[Exercise materials]

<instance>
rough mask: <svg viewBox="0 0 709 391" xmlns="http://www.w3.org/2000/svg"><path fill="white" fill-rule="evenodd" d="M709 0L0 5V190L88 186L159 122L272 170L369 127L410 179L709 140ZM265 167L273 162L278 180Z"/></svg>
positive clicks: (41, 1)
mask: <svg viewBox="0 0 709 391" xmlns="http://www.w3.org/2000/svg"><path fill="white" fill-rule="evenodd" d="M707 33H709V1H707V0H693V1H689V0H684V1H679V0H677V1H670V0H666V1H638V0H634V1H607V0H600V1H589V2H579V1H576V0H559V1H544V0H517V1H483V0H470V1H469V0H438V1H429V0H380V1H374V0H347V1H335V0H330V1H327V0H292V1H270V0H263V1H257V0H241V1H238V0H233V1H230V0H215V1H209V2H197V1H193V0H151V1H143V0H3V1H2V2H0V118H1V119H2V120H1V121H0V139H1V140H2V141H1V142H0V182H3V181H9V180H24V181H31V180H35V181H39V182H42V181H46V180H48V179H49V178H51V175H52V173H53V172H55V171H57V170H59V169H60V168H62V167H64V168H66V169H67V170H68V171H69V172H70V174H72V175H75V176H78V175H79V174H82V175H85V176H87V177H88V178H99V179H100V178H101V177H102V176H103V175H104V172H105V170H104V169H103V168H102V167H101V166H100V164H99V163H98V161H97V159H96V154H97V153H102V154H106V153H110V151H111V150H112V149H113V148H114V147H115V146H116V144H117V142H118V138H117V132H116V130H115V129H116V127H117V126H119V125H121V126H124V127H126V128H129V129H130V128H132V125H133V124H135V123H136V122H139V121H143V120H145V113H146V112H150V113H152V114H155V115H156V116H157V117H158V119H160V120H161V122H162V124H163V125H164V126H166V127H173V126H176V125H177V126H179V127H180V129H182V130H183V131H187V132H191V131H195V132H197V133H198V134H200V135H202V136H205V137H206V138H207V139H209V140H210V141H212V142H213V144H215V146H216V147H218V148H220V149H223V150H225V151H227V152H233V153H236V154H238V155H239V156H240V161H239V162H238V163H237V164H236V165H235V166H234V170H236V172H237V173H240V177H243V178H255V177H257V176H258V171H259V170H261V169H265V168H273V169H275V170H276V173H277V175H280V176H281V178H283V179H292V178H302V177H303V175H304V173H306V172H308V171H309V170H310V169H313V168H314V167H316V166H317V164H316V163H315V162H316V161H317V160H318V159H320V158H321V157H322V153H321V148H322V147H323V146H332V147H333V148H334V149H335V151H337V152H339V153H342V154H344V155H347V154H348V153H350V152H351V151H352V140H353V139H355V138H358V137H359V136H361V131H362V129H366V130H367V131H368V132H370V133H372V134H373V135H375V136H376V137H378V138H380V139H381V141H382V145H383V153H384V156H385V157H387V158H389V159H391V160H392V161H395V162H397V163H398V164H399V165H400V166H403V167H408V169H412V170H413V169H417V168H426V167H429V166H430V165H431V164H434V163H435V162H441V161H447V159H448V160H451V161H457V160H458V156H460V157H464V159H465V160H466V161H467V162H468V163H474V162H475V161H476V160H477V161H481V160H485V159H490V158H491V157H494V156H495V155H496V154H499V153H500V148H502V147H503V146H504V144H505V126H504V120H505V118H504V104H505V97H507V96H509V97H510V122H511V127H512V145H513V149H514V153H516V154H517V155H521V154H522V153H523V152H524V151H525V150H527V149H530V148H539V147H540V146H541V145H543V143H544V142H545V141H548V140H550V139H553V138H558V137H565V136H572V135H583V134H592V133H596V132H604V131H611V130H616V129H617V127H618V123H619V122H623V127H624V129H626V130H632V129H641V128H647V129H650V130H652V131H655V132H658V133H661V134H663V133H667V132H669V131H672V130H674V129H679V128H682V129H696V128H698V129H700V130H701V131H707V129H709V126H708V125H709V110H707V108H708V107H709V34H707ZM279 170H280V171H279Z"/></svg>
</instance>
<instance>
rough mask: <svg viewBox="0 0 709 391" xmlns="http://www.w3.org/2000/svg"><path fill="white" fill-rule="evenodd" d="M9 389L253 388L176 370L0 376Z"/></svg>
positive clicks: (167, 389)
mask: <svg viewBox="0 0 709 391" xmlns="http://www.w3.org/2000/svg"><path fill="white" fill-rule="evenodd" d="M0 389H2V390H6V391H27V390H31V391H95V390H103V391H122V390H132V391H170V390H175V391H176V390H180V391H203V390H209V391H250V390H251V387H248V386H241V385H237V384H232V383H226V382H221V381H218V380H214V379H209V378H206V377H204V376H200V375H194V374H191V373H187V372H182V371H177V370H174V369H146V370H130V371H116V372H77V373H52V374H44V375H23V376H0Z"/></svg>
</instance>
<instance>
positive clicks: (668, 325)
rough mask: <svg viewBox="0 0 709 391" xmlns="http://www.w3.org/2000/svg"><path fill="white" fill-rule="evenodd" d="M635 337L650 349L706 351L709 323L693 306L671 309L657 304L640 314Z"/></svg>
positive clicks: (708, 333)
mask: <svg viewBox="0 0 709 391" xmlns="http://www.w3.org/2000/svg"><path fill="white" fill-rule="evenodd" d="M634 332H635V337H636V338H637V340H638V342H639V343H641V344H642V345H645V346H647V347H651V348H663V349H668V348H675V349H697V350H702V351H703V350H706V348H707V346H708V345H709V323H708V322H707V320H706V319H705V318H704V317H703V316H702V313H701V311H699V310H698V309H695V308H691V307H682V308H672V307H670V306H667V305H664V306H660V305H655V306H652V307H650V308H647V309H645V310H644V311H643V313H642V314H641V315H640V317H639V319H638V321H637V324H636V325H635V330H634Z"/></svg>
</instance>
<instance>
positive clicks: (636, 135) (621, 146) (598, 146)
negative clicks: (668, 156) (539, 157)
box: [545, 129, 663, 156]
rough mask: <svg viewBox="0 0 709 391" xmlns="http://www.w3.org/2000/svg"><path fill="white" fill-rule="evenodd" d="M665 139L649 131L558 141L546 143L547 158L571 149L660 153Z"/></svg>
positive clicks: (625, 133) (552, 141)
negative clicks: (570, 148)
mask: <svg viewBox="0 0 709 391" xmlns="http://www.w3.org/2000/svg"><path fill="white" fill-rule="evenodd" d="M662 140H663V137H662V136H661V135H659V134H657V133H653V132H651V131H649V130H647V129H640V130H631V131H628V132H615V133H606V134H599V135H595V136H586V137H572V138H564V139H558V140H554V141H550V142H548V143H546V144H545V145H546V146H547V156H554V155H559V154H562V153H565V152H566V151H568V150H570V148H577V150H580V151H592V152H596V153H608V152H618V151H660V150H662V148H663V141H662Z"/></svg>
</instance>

[/Exercise materials]

§ What you should do:
Each of the lines above must appear again, unchanged.

§ Answer for the task:
<instance>
rough mask: <svg viewBox="0 0 709 391" xmlns="http://www.w3.org/2000/svg"><path fill="white" fill-rule="evenodd" d="M709 0L0 5V190L88 186L159 122L272 170L369 127L410 179L709 140ZM265 167L273 162L278 180Z"/></svg>
positive clicks: (41, 1)
mask: <svg viewBox="0 0 709 391" xmlns="http://www.w3.org/2000/svg"><path fill="white" fill-rule="evenodd" d="M707 33H709V1H707V0H693V1H689V0H684V1H679V0H677V1H670V0H666V1H638V0H634V1H607V0H600V1H589V2H579V1H576V0H559V1H544V0H517V1H483V0H470V1H469V0H438V1H429V0H380V1H374V0H347V1H335V0H330V1H327V0H292V1H270V0H263V1H257V0H241V1H238V0H233V1H230V0H215V1H209V2H197V1H193V0H151V1H143V0H3V1H2V2H0V118H1V119H2V120H1V121H0V139H1V140H2V141H1V142H0V182H3V181H9V180H24V181H31V180H35V181H39V182H42V181H46V180H48V179H49V178H51V175H52V173H53V172H55V171H57V170H59V169H60V168H62V167H64V168H66V169H67V170H68V171H69V172H70V174H72V175H75V176H78V175H79V174H82V175H85V176H87V177H88V178H99V179H100V178H101V177H102V176H103V175H104V172H105V170H104V169H103V168H102V167H101V166H100V164H99V163H98V161H97V159H96V154H97V153H102V154H106V153H110V151H111V150H112V149H113V148H114V147H115V146H116V144H117V142H118V138H117V132H116V130H115V129H116V127H117V126H119V125H121V126H124V127H126V128H129V129H130V128H132V125H133V124H135V123H136V122H139V121H143V120H145V113H146V112H150V113H152V114H155V115H156V116H157V117H158V119H160V120H161V122H162V124H163V125H164V126H166V127H173V126H176V125H177V126H179V127H180V129H182V130H183V131H187V132H191V131H195V132H197V133H198V134H200V135H202V136H205V137H206V138H207V139H209V140H210V141H212V142H213V144H215V146H216V147H218V148H220V149H223V150H225V151H227V152H233V153H236V154H238V155H239V156H240V161H239V162H238V163H237V164H236V165H235V166H234V170H236V172H237V173H240V177H243V178H255V177H257V176H258V171H259V170H261V169H265V168H273V169H275V170H276V173H277V175H280V176H281V178H283V179H292V178H302V177H303V175H304V173H306V172H308V171H309V170H310V169H313V168H314V167H316V166H317V164H316V163H315V162H316V161H317V160H318V159H320V158H321V157H322V153H321V148H322V147H323V146H332V147H333V148H334V149H335V151H337V152H339V153H342V154H344V155H347V154H348V153H350V152H351V151H352V140H353V139H355V138H358V137H359V136H361V131H362V129H366V130H367V131H368V132H370V133H372V134H373V135H375V136H376V137H378V138H380V139H381V141H382V145H383V153H384V156H385V157H387V158H389V159H391V160H392V161H395V162H397V163H398V164H399V165H400V166H403V167H408V169H412V170H413V169H417V168H426V167H429V166H430V165H431V164H434V163H435V162H441V161H447V159H448V160H451V161H457V160H458V156H460V157H464V159H465V160H466V161H467V162H468V163H474V162H475V161H476V160H477V161H481V160H485V159H490V158H491V157H494V156H495V155H496V154H499V153H500V148H502V147H503V146H504V144H505V126H504V120H505V118H504V104H505V97H507V96H509V97H510V122H511V127H512V145H513V149H514V153H516V154H517V155H521V154H522V153H523V152H524V151H525V150H527V149H530V148H539V147H540V146H541V145H543V143H544V142H545V141H548V140H550V139H553V138H558V137H565V136H572V135H583V134H592V133H596V132H604V131H611V130H616V129H617V127H618V123H619V122H623V127H624V129H626V130H632V129H641V128H647V129H650V130H652V131H655V132H658V133H661V134H663V133H667V132H669V131H672V130H674V129H679V128H682V129H696V128H698V129H700V130H701V131H707V129H709V126H708V125H709V110H707V108H708V107H709V34H707ZM279 170H280V171H279Z"/></svg>
</instance>
<instance>
rough mask: <svg viewBox="0 0 709 391" xmlns="http://www.w3.org/2000/svg"><path fill="white" fill-rule="evenodd" d="M9 389L253 388L176 370L0 376Z"/></svg>
positive clicks: (167, 389)
mask: <svg viewBox="0 0 709 391" xmlns="http://www.w3.org/2000/svg"><path fill="white" fill-rule="evenodd" d="M0 389H2V390H6V391H27V390H31V391H95V390H103V391H122V390H132V391H170V390H175V391H176V390H180V391H203V390H209V391H250V390H251V387H248V386H241V385H237V384H232V383H226V382H221V381H218V380H214V379H209V378H206V377H204V376H200V375H194V374H191V373H187V372H182V371H177V370H174V369H146V370H130V371H116V372H77V373H52V374H44V375H23V376H0Z"/></svg>
</instance>
<instance>
positive clicks: (668, 325)
rough mask: <svg viewBox="0 0 709 391" xmlns="http://www.w3.org/2000/svg"><path fill="white" fill-rule="evenodd" d="M635 337L650 349L706 351L709 323L693 306L671 309L657 304L640 314Z"/></svg>
positive clicks: (708, 333)
mask: <svg viewBox="0 0 709 391" xmlns="http://www.w3.org/2000/svg"><path fill="white" fill-rule="evenodd" d="M634 332H635V337H636V338H637V340H638V342H639V343H641V344H642V345H645V346H647V347H651V348H663V349H668V348H675V349H697V350H702V351H703V350H706V348H707V346H708V345H709V323H708V322H707V320H706V319H705V318H704V317H703V316H702V313H701V311H699V310H698V309H695V308H691V307H682V308H672V307H670V306H667V305H664V306H660V305H655V306H652V307H650V308H647V309H645V310H644V311H643V313H642V314H641V315H640V317H639V319H638V321H637V324H636V325H635V330H634Z"/></svg>
</instance>
<instance>
positive clicks: (636, 135) (621, 146) (598, 146)
negative clicks: (668, 156) (539, 157)
box: [545, 129, 663, 156]
rough mask: <svg viewBox="0 0 709 391" xmlns="http://www.w3.org/2000/svg"><path fill="white" fill-rule="evenodd" d="M665 139L649 131L558 141L546 143L547 158L571 149L660 153Z"/></svg>
positive clicks: (625, 133) (552, 141)
negative clicks: (570, 148)
mask: <svg viewBox="0 0 709 391" xmlns="http://www.w3.org/2000/svg"><path fill="white" fill-rule="evenodd" d="M662 140H663V137H662V136H661V135H659V134H657V133H653V132H651V131H649V130H647V129H640V130H631V131H628V132H615V133H606V134H599V135H595V136H586V137H572V138H564V139H558V140H554V141H550V142H548V143H546V144H545V145H546V146H547V156H554V155H559V154H562V153H565V152H566V151H568V150H570V148H577V150H580V151H592V152H596V153H608V152H618V151H660V150H662V148H663V141H662Z"/></svg>
</instance>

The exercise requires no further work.